MATERIAL —
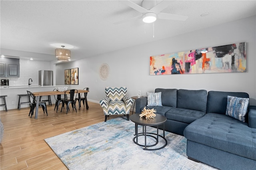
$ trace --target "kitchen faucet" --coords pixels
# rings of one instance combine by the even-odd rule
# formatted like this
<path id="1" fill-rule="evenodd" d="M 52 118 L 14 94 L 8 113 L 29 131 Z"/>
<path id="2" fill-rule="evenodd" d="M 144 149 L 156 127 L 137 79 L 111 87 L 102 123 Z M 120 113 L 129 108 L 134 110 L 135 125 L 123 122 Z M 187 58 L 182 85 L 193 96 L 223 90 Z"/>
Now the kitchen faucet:
<path id="1" fill-rule="evenodd" d="M 30 79 L 31 79 L 31 82 L 33 81 L 33 80 L 32 80 L 32 79 L 28 79 L 28 85 L 31 85 L 31 83 L 30 82 L 30 81 L 29 81 Z"/>

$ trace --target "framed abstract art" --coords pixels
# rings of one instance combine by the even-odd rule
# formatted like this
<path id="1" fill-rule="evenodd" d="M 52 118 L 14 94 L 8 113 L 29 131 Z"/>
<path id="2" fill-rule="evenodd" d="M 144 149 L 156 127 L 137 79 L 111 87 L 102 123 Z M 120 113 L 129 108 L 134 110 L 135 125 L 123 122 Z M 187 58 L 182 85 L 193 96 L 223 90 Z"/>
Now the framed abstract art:
<path id="1" fill-rule="evenodd" d="M 78 68 L 74 68 L 71 69 L 71 84 L 78 84 Z"/>
<path id="2" fill-rule="evenodd" d="M 70 69 L 64 70 L 64 77 L 65 85 L 71 84 Z"/>
<path id="3" fill-rule="evenodd" d="M 150 75 L 246 71 L 246 42 L 150 57 Z"/>

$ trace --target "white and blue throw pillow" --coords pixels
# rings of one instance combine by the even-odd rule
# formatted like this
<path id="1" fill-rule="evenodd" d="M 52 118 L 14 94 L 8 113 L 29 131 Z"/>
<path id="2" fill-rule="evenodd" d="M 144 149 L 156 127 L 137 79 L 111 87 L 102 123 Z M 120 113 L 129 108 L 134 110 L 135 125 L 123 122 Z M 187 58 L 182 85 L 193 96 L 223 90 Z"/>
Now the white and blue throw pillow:
<path id="1" fill-rule="evenodd" d="M 162 92 L 147 92 L 147 95 L 148 95 L 147 106 L 162 106 L 161 99 Z"/>
<path id="2" fill-rule="evenodd" d="M 244 122 L 248 105 L 249 98 L 228 96 L 226 114 Z"/>

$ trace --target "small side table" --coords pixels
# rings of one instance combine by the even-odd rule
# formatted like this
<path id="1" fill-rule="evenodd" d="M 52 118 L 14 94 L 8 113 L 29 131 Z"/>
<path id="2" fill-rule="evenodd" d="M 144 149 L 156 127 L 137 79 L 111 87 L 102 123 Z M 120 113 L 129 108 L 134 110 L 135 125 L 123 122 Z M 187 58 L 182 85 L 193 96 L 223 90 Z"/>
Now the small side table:
<path id="1" fill-rule="evenodd" d="M 140 97 L 138 97 L 138 96 L 132 96 L 131 98 L 132 99 L 134 99 L 134 103 L 133 104 L 133 108 L 132 109 L 132 114 L 133 114 L 133 111 L 134 109 L 134 106 L 135 105 L 135 103 L 136 103 L 136 100 L 139 99 L 139 98 L 140 98 L 142 97 L 145 97 L 146 96 L 142 96 Z"/>

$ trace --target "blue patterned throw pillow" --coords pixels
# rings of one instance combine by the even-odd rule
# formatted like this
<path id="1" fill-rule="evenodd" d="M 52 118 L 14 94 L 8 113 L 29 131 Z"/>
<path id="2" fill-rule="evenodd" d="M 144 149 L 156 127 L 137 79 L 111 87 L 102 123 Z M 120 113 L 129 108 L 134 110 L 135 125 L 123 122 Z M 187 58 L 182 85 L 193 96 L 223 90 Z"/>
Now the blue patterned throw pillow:
<path id="1" fill-rule="evenodd" d="M 244 122 L 248 105 L 249 98 L 228 96 L 226 114 Z"/>
<path id="2" fill-rule="evenodd" d="M 162 92 L 147 92 L 147 95 L 148 95 L 147 106 L 162 106 L 161 99 Z"/>

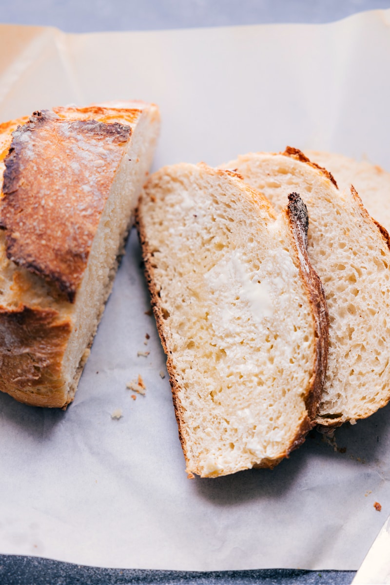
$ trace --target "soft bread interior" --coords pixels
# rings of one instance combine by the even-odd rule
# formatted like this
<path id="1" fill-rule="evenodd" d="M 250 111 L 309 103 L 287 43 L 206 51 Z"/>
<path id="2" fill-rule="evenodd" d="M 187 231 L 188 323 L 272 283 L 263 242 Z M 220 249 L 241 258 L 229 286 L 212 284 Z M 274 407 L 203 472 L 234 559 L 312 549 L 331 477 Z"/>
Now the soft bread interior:
<path id="1" fill-rule="evenodd" d="M 138 213 L 187 470 L 272 466 L 300 438 L 315 365 L 286 218 L 240 179 L 184 164 L 152 176 Z"/>
<path id="2" fill-rule="evenodd" d="M 82 282 L 76 295 L 75 326 L 63 362 L 68 401 L 73 399 L 78 382 L 75 364 L 82 368 L 111 291 L 119 257 L 134 221 L 134 209 L 152 162 L 157 138 L 156 125 L 149 115 L 141 116 L 132 135 L 102 214 Z M 87 350 L 87 353 L 85 350 Z"/>
<path id="3" fill-rule="evenodd" d="M 237 169 L 278 210 L 285 207 L 291 190 L 306 203 L 308 252 L 323 284 L 330 320 L 328 367 L 317 422 L 332 425 L 369 416 L 390 396 L 386 238 L 353 192 L 339 191 L 304 162 L 258 153 L 239 157 L 226 167 Z"/>
<path id="4" fill-rule="evenodd" d="M 152 108 L 146 109 L 138 119 L 102 213 L 74 303 L 68 302 L 53 284 L 9 260 L 5 235 L 0 232 L 2 307 L 6 311 L 23 306 L 39 311 L 53 309 L 57 314 L 56 324 L 68 324 L 70 331 L 53 386 L 28 384 L 14 395 L 18 400 L 36 405 L 63 407 L 73 398 L 133 221 L 139 192 L 151 164 L 158 132 L 158 116 L 157 108 Z M 4 170 L 4 166 L 0 170 Z"/>
<path id="5" fill-rule="evenodd" d="M 305 154 L 332 173 L 341 191 L 353 185 L 370 215 L 390 232 L 390 173 L 368 161 L 343 154 L 313 150 Z"/>

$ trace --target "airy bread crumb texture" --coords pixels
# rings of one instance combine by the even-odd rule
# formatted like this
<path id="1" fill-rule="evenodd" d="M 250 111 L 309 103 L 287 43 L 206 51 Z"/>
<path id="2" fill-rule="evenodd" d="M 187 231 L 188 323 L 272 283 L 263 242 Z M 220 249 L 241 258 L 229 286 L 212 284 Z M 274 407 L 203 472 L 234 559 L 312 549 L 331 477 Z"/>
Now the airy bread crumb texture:
<path id="1" fill-rule="evenodd" d="M 291 190 L 305 202 L 308 252 L 323 284 L 330 320 L 317 422 L 333 425 L 366 418 L 390 397 L 388 236 L 353 188 L 339 190 L 325 173 L 294 156 L 253 153 L 225 166 L 236 169 L 278 210 Z"/>
<path id="2" fill-rule="evenodd" d="M 237 177 L 181 164 L 150 178 L 137 222 L 187 472 L 273 466 L 309 428 L 315 367 L 286 217 Z"/>
<path id="3" fill-rule="evenodd" d="M 115 108 L 101 107 L 56 109 L 61 117 L 71 120 L 78 117 L 86 119 L 89 116 L 99 121 L 100 116 L 105 122 L 128 124 L 132 130 L 105 195 L 105 204 L 74 302 L 58 290 L 55 283 L 9 260 L 5 236 L 0 232 L 0 339 L 4 341 L 5 356 L 1 373 L 5 372 L 5 368 L 7 373 L 0 380 L 0 390 L 22 402 L 64 407 L 74 396 L 112 287 L 158 133 L 158 109 L 141 102 L 137 105 L 139 109 L 122 113 Z M 6 152 L 7 140 L 8 148 L 11 144 L 11 134 L 8 138 L 4 135 L 3 139 Z M 101 154 L 103 156 L 103 149 Z M 2 160 L 2 176 L 4 170 Z M 82 191 L 82 185 L 80 188 Z M 42 338 L 36 336 L 27 342 L 20 339 L 20 315 L 25 314 L 34 326 L 36 321 L 46 318 L 38 332 Z M 23 329 L 23 324 L 22 326 Z M 26 331 L 25 326 L 23 331 Z M 61 337 L 58 332 L 61 333 Z"/>

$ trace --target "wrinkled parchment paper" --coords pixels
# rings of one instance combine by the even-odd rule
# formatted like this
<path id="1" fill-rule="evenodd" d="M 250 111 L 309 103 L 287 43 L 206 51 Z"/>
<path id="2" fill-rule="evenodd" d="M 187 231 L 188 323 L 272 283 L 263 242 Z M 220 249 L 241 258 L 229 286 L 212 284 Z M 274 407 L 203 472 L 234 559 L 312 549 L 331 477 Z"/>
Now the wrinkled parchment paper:
<path id="1" fill-rule="evenodd" d="M 389 25 L 386 11 L 80 35 L 0 26 L 0 121 L 137 98 L 161 111 L 154 168 L 289 144 L 390 170 Z M 129 568 L 357 569 L 390 511 L 389 407 L 337 429 L 335 442 L 313 432 L 272 471 L 188 480 L 149 308 L 133 230 L 74 402 L 63 412 L 0 395 L 0 553 Z M 134 400 L 126 383 L 139 374 L 146 392 Z"/>

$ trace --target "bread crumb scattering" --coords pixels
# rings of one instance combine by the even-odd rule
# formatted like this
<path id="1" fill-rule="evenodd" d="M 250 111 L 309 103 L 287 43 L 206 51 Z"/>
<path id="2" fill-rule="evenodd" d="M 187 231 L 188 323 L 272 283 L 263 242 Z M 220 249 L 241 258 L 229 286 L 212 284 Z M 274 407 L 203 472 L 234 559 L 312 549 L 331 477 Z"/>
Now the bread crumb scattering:
<path id="1" fill-rule="evenodd" d="M 133 380 L 131 382 L 128 382 L 126 387 L 129 390 L 133 390 L 133 392 L 136 392 L 139 394 L 142 394 L 143 396 L 145 395 L 146 386 L 140 374 L 139 374 L 137 380 Z M 132 396 L 132 398 L 133 398 L 133 396 Z M 133 400 L 135 400 L 135 399 L 136 397 L 134 396 Z"/>
<path id="2" fill-rule="evenodd" d="M 120 418 L 122 418 L 123 416 L 122 411 L 122 408 L 117 408 L 111 414 L 111 418 L 113 420 L 118 421 Z"/>

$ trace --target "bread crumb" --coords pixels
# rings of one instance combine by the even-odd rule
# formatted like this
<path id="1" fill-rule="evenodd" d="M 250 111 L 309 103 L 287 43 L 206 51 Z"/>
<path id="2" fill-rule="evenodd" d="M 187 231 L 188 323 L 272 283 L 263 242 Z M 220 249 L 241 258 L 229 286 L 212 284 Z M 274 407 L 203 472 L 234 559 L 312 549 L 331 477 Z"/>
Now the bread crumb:
<path id="1" fill-rule="evenodd" d="M 115 420 L 118 421 L 120 418 L 123 416 L 122 412 L 122 408 L 117 408 L 111 414 L 111 418 Z"/>
<path id="2" fill-rule="evenodd" d="M 141 374 L 139 374 L 138 380 L 132 380 L 131 382 L 128 382 L 126 385 L 126 388 L 128 388 L 130 390 L 133 390 L 133 392 L 136 392 L 139 394 L 142 394 L 143 396 L 145 395 L 146 392 L 146 386 L 144 384 L 144 381 L 141 377 Z M 136 397 L 134 396 L 133 400 L 135 400 Z"/>

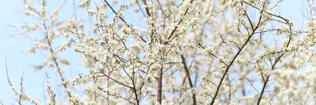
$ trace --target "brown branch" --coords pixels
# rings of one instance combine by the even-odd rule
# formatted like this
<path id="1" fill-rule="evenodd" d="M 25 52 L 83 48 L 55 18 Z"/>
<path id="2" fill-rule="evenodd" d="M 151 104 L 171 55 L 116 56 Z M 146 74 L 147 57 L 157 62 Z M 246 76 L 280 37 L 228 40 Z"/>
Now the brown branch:
<path id="1" fill-rule="evenodd" d="M 185 71 L 185 73 L 186 74 L 186 76 L 188 77 L 188 80 L 189 80 L 189 84 L 190 84 L 190 87 L 193 88 L 193 85 L 192 83 L 192 80 L 191 79 L 191 77 L 190 76 L 190 72 L 189 72 L 189 69 L 188 69 L 188 67 L 187 66 L 186 63 L 185 62 L 185 59 L 183 57 L 183 55 L 181 55 L 181 59 L 182 60 L 182 64 L 183 64 L 183 66 L 184 67 L 184 70 Z M 196 99 L 195 98 L 195 93 L 193 93 L 192 94 L 192 98 L 193 100 L 193 105 L 196 104 Z"/>

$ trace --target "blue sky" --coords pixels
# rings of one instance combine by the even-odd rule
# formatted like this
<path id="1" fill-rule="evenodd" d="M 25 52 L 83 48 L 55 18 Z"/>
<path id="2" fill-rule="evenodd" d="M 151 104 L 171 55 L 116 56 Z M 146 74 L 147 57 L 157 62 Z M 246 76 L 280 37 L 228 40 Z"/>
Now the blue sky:
<path id="1" fill-rule="evenodd" d="M 19 37 L 10 37 L 10 34 L 16 32 L 19 30 L 9 27 L 5 24 L 34 22 L 31 18 L 26 17 L 23 14 L 17 12 L 24 8 L 23 1 L 0 1 L 1 3 L 3 3 L 0 4 L 0 13 L 1 13 L 0 17 L 0 32 L 1 32 L 0 34 L 1 35 L 1 38 L 0 38 L 0 99 L 2 99 L 3 102 L 5 104 L 16 103 L 15 100 L 15 96 L 13 92 L 10 91 L 10 87 L 7 80 L 5 66 L 5 60 L 7 58 L 9 77 L 15 87 L 19 88 L 20 78 L 24 71 L 25 73 L 24 86 L 26 94 L 44 103 L 45 99 L 43 96 L 46 95 L 46 90 L 43 88 L 45 83 L 43 79 L 45 72 L 49 72 L 49 76 L 52 78 L 52 85 L 59 85 L 58 83 L 60 82 L 55 80 L 56 80 L 57 74 L 55 73 L 55 70 L 49 68 L 45 68 L 45 70 L 40 71 L 35 71 L 32 68 L 32 66 L 42 62 L 44 60 L 45 55 L 44 54 L 43 55 L 40 53 L 34 54 L 24 52 L 25 49 L 32 46 L 31 40 L 23 36 Z M 36 0 L 31 2 L 38 4 L 39 1 Z M 64 9 L 63 11 L 72 11 L 72 1 L 68 1 L 65 5 L 71 6 L 65 7 L 66 8 L 70 9 L 70 10 Z M 48 11 L 54 10 L 62 2 L 62 1 L 48 1 L 47 2 Z M 303 14 L 307 14 L 307 9 L 308 8 L 307 6 L 306 1 L 304 0 L 285 0 L 281 4 L 279 10 L 282 13 L 282 16 L 286 17 L 294 23 L 295 28 L 304 29 L 303 26 L 300 25 L 304 23 L 302 20 L 307 17 L 305 15 L 304 17 L 302 15 Z M 62 12 L 61 16 L 66 17 L 70 16 L 70 15 L 67 13 Z M 30 23 L 31 24 L 32 22 Z M 69 55 L 66 54 L 64 56 Z M 75 55 L 69 58 L 78 59 L 78 58 L 79 56 Z M 80 68 L 80 66 L 79 65 L 74 66 L 75 67 L 73 68 L 66 69 L 74 70 L 74 71 L 76 72 L 77 71 L 75 70 L 76 68 Z M 55 89 L 58 88 L 59 87 L 55 87 Z M 58 92 L 57 92 L 58 93 Z M 25 104 L 28 103 L 25 103 Z"/>

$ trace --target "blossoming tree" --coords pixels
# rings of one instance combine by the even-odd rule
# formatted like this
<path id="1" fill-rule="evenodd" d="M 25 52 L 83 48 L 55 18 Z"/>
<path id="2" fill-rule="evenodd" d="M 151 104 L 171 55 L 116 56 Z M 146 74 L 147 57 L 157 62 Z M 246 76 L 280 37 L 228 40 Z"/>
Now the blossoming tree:
<path id="1" fill-rule="evenodd" d="M 63 6 L 47 12 L 45 0 L 38 7 L 24 0 L 25 15 L 40 22 L 12 26 L 24 29 L 16 35 L 43 33 L 27 51 L 48 51 L 34 67 L 55 68 L 65 91 L 57 99 L 46 74 L 48 104 L 315 104 L 313 2 L 308 28 L 297 30 L 275 10 L 282 1 L 74 2 L 74 12 L 86 12 L 76 13 L 85 14 L 84 22 L 76 16 L 60 21 Z M 72 48 L 85 73 L 66 78 L 63 66 L 75 61 L 57 54 Z M 41 104 L 9 81 L 18 104 Z"/>

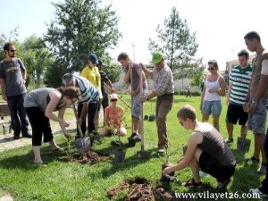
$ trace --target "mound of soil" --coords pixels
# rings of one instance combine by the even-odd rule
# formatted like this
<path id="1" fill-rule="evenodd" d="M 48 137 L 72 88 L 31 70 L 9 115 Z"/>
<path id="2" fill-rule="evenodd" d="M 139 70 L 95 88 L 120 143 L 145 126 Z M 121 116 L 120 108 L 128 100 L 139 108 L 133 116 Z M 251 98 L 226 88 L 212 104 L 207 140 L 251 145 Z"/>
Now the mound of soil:
<path id="1" fill-rule="evenodd" d="M 162 183 L 156 186 L 150 185 L 146 179 L 136 178 L 133 180 L 125 181 L 107 190 L 109 198 L 117 196 L 121 191 L 127 190 L 125 201 L 151 201 L 172 199 L 171 192 L 165 190 Z"/>
<path id="2" fill-rule="evenodd" d="M 72 156 L 65 156 L 60 158 L 64 162 L 77 162 L 81 164 L 91 163 L 95 162 L 102 162 L 110 158 L 110 155 L 106 153 L 97 153 L 96 151 L 88 151 L 84 153 L 76 154 Z"/>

EXERCISE DETAILS —
Locate each line in the records above that contains the word "soft" and copy those lines out in full.

RESPONSE —
$ trace --target "soft bread interior" --coords pixels
Now the soft bread interior:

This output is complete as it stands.